Considering these things, it’s a good idea for investigators to remain alert to the activities of Walker, McDaniel, and their associates. Photos of the elusive men are not really necessary and there are still no public photos available for Walker. But McDaniel’s face has finally made an appearance on the web, along with a few other details about his activities and associations.
McDaniel’s current colleagues are a noteworthy bunch with experience in hotspots around the world. They include Kallyan Chakravorty, a former officer in the Indian Army who lists Skylink Aviation on his resume. Skylink is a Canadian company that provides aviation services in Afghanistan, Iraq, Libya, and Pakistan. It looks a like a CIA airline but is owned by a Libyan-Israeli named Walter Arbib.
The internet resume McDaniel uses today says that he has been “providing logistical service and construction solutions on most post conflict areas of the world including Afghanistan, Kyrgyzstan and Kazakhstan.” He’s just a guy who happened to be the right person to put the security system together for the WTC before it came crashing to the ground, and just happened to have expertise in explosive ordnance. He also happens to be linked to the Iran-Contra crimes, and happened to be business partners with a close colleague of Dick Cheney. Or maybe there’s more to it than that.

**Material supplied**
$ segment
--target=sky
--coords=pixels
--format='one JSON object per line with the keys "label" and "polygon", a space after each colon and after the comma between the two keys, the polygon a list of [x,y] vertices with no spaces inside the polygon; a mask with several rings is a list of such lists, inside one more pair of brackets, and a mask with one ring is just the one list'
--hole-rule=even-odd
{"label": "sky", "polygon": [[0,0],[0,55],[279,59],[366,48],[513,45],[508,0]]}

**Instructions**
#1 Answer these from the page text:
(a) What kind of photos of Walker does the page text say are still unavailable?
(b) Who owns Skylink Aviation?
(c) Which three countries does McDaniel's internet resume name?
#2 Rewrite the part of the page text that begins at the words "The internet resume" and stops after "it than that.", putting "engineering" in place of "construction".

**Your responses**
#1
(a) Public photos
(b) Walter Arbib, a Libyan-Israeli
(c) Afghanistan, Kyrgyzstan and Kazakhstan

#2
The internet resume McDaniel uses today says that he has been “providing logistical service and engineering solutions on most post conflict areas of the world including Afghanistan, Kyrgyzstan and Kazakhstan.” He’s just a guy who happened to be the right person to put the security system together for the WTC before it came crashing to the ground, and just happened to have expertise in explosive ordnance. He also happens to be linked to the Iran-Contra crimes, and happened to be business partners with a close colleague of Dick Cheney. Or maybe there’s more to it than that.